## Supplied information
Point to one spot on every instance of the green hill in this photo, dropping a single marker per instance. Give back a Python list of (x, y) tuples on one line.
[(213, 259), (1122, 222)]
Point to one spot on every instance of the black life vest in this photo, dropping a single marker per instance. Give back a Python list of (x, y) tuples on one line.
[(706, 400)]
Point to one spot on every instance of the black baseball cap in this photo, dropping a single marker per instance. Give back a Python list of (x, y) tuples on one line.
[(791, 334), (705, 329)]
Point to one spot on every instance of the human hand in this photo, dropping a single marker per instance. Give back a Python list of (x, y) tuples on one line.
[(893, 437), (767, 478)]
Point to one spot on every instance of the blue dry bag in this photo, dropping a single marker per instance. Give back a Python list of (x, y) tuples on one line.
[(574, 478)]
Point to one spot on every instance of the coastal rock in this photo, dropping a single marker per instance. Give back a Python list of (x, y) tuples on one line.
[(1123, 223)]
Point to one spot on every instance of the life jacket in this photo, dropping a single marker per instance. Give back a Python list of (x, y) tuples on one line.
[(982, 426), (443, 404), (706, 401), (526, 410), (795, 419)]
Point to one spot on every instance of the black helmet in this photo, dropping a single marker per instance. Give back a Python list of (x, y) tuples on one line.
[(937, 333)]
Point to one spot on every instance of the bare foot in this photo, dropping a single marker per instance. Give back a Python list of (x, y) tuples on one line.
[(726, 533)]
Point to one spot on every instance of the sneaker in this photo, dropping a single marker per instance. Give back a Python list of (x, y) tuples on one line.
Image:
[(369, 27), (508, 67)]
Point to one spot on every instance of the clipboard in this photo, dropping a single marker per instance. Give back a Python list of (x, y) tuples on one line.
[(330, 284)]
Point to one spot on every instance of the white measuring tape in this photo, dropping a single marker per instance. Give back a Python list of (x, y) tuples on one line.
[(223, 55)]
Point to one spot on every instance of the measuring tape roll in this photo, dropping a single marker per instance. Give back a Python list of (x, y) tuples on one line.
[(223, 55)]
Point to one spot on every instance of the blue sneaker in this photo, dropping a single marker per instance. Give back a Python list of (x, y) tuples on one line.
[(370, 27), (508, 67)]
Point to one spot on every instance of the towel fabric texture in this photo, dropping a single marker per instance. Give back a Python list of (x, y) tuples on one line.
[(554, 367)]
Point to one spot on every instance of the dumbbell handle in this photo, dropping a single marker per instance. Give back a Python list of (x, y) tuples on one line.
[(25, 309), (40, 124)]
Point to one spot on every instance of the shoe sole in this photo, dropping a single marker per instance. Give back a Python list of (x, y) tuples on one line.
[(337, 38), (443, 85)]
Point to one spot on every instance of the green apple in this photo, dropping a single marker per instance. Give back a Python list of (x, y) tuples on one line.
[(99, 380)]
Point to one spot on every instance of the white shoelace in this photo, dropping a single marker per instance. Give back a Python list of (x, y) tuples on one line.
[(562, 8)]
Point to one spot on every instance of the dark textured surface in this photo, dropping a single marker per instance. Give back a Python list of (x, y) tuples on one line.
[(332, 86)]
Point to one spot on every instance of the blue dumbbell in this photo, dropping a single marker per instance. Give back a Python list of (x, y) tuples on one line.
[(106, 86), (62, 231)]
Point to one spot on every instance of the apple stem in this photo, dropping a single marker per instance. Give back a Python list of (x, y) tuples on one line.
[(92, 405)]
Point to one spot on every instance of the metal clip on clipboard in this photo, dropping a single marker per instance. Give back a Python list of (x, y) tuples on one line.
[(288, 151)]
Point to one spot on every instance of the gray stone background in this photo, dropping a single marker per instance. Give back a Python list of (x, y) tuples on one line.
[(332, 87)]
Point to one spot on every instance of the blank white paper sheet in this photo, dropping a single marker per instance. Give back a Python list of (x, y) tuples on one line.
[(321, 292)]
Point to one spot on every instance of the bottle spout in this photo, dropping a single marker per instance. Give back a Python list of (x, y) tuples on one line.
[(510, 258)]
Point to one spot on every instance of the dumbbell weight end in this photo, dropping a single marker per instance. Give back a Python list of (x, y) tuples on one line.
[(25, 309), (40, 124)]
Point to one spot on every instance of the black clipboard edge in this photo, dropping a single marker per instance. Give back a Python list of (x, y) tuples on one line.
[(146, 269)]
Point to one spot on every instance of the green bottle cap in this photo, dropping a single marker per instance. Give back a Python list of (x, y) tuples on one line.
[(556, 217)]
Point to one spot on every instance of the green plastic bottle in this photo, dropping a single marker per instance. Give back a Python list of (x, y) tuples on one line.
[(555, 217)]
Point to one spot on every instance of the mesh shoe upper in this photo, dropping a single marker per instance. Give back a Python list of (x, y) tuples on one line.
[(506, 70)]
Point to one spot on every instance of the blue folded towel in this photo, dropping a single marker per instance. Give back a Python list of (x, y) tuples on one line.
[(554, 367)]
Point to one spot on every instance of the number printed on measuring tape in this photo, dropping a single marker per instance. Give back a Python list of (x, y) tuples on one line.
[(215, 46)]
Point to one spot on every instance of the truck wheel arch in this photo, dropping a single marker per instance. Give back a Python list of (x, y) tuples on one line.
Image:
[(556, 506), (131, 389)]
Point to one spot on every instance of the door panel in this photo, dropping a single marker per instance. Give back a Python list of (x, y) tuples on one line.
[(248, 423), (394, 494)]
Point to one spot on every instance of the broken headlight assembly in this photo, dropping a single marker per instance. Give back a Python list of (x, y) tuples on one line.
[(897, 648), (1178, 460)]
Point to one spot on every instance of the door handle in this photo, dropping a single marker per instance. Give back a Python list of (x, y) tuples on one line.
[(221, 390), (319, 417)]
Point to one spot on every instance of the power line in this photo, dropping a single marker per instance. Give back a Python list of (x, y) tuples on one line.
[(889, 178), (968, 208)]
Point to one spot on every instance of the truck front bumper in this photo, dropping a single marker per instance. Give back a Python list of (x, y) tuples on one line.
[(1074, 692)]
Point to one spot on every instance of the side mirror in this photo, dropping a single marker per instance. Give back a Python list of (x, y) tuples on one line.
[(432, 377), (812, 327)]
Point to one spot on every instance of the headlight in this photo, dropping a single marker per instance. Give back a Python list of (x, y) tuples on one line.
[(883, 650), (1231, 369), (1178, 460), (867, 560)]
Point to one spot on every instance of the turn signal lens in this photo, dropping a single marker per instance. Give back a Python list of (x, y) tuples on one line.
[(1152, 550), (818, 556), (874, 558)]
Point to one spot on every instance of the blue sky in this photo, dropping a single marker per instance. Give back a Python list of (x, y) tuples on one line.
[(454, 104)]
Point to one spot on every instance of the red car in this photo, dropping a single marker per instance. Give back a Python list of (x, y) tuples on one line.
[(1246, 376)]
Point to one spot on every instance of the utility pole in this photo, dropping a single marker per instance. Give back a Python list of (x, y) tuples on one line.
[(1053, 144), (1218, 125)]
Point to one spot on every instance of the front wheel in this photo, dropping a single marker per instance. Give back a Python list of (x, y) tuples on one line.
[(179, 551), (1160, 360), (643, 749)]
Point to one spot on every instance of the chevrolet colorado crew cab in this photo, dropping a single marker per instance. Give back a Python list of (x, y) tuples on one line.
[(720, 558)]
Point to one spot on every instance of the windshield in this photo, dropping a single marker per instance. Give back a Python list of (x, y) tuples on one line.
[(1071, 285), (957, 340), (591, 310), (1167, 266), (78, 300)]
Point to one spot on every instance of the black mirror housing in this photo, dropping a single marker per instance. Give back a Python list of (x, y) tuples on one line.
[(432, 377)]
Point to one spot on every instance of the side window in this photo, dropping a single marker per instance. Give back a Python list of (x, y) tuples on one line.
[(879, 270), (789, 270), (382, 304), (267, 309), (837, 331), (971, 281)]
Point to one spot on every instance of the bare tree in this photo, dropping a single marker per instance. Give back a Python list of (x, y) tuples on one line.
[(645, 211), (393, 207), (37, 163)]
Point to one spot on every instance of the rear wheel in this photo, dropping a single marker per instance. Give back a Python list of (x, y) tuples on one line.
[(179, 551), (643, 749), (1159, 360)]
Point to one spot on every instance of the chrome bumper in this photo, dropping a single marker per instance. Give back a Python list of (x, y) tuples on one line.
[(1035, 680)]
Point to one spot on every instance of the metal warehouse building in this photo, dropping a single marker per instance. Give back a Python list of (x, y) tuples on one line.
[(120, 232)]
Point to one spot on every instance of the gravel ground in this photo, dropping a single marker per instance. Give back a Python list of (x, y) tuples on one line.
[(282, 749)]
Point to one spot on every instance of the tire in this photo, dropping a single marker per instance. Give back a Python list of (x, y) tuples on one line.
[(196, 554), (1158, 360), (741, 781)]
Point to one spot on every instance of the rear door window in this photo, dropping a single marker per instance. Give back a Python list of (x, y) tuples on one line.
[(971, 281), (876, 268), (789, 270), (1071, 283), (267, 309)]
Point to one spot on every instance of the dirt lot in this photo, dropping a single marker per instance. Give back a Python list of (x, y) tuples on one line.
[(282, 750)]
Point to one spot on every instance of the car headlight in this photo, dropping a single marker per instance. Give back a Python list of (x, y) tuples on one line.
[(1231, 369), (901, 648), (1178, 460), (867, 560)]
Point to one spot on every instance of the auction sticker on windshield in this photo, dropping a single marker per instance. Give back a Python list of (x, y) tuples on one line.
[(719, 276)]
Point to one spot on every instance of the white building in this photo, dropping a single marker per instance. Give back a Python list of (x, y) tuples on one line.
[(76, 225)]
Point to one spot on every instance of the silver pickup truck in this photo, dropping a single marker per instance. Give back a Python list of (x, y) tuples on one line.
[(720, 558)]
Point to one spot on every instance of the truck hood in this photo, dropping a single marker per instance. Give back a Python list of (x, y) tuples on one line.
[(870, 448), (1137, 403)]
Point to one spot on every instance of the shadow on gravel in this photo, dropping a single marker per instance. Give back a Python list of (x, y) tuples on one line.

## What the exercise asks
Please turn the lines above into a numbered list, starting at the line that contains "Point to one spot on every instance of the door handle" and ending at the line that contains "[(889, 178), (968, 208)]", and leave out any blank lines.

## Solution for this problem
1. Point to one spot on every instance of the door handle in this photo, dropping a single marker per instance. Give back a Python list of (x, y) tuples on one line.
2. [(221, 390), (319, 417)]
3. Point to one spot on every instance of the power line in this photo, dropping a single marker per instance. Give back a Python list of (x, y) tuples on one line.
4. [(889, 178), (968, 208)]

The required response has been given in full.